**Work required**
Write out every line of the listing below verbatim, but leave the pictures out.

**Boundary annotation records**
►

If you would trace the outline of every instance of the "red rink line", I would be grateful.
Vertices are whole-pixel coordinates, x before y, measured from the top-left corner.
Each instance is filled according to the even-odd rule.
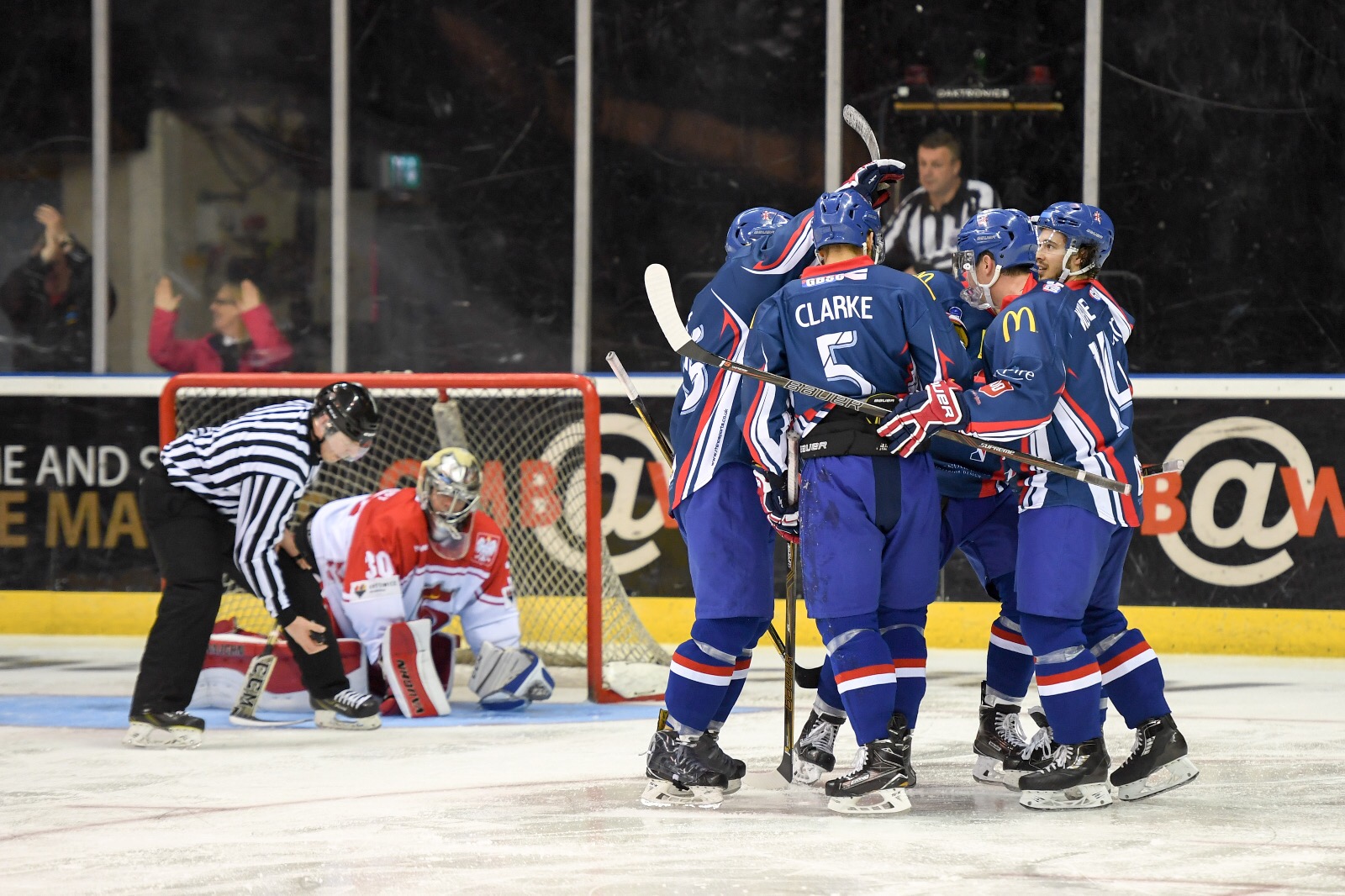
[[[1185,842],[1185,841],[1178,841]],[[1236,881],[1236,880],[1186,880],[1180,877],[1099,877],[1093,874],[1041,874],[1041,873],[1026,873],[1014,874],[1013,872],[1005,872],[997,874],[995,877],[987,877],[986,880],[1002,880],[1005,877],[1017,877],[1018,880],[1033,880],[1033,881],[1059,881],[1061,884],[1085,884],[1088,887],[1096,888],[1104,884],[1178,884],[1181,887],[1197,887],[1202,889],[1210,889],[1215,887],[1228,887],[1225,896],[1247,896],[1250,893],[1266,893],[1266,892],[1284,892],[1293,891],[1298,893],[1338,893],[1338,888],[1326,889],[1325,887],[1303,887],[1302,884],[1268,884],[1262,881]]]
[[[539,780],[539,782],[512,782],[507,784],[482,784],[477,787],[434,787],[432,790],[398,790],[389,791],[386,794],[339,794],[336,796],[312,796],[309,799],[282,799],[274,803],[253,803],[250,806],[190,806],[187,809],[179,806],[105,806],[101,803],[74,803],[70,806],[61,806],[59,809],[101,809],[101,810],[122,810],[122,811],[151,811],[157,813],[155,815],[137,815],[136,818],[109,818],[105,821],[95,822],[82,822],[79,825],[63,825],[61,827],[43,827],[42,830],[28,830],[17,834],[3,834],[0,835],[0,844],[8,844],[16,839],[28,839],[31,837],[44,837],[46,834],[66,834],[75,830],[89,830],[93,827],[110,827],[114,825],[134,825],[139,822],[171,819],[171,818],[190,818],[192,815],[214,815],[218,813],[250,813],[258,809],[274,809],[277,806],[312,806],[315,803],[339,803],[354,799],[385,799],[390,796],[420,796],[424,794],[463,794],[476,790],[506,790],[512,787],[541,787],[541,786],[568,786],[573,784],[576,787],[586,787],[593,784],[601,784],[607,782],[620,782],[617,778],[586,778],[584,780]]]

◄

**Task response**
If you would trace the outline of every instance of the "red rink line", I would be grateful.
Vertices are whole-pixel coordinates, x before y, measured from the top-left corner.
Each instance is filled according to the even-odd rule.
[[[1185,842],[1185,841],[1178,841]],[[1236,881],[1236,880],[1186,880],[1180,877],[1099,877],[1093,874],[1041,874],[1041,873],[1026,873],[1014,874],[1013,872],[1005,872],[997,874],[995,877],[987,877],[986,880],[1002,880],[1005,877],[1017,877],[1018,880],[1033,880],[1033,881],[1059,881],[1061,884],[1085,884],[1088,887],[1096,888],[1104,884],[1178,884],[1181,887],[1197,887],[1202,889],[1210,889],[1215,887],[1228,887],[1225,896],[1247,896],[1250,893],[1266,893],[1266,892],[1284,892],[1293,891],[1298,893],[1338,893],[1338,888],[1326,889],[1325,887],[1303,887],[1302,884],[1268,884],[1262,881]]]
[[[539,780],[539,782],[512,782],[507,784],[482,784],[477,787],[434,787],[432,790],[398,790],[389,791],[386,794],[339,794],[336,796],[312,796],[309,799],[282,799],[274,803],[253,803],[250,806],[190,806],[187,809],[179,806],[105,806],[101,803],[74,803],[70,806],[61,806],[59,809],[101,809],[101,810],[122,810],[122,811],[151,811],[157,813],[155,815],[137,815],[136,818],[109,818],[105,821],[95,822],[82,822],[79,825],[63,825],[61,827],[43,827],[42,830],[28,830],[17,834],[3,834],[0,835],[0,844],[8,844],[16,839],[28,839],[31,837],[44,837],[46,834],[66,834],[75,830],[89,830],[93,827],[110,827],[114,825],[134,825],[139,822],[171,819],[171,818],[190,818],[192,815],[214,815],[218,813],[250,813],[258,809],[274,809],[277,806],[312,806],[315,803],[339,803],[354,799],[385,799],[390,796],[420,796],[424,794],[463,794],[476,790],[506,790],[512,787],[541,787],[541,786],[568,786],[573,784],[576,787],[586,787],[593,784],[601,784],[607,782],[620,782],[617,778],[586,778],[584,780]]]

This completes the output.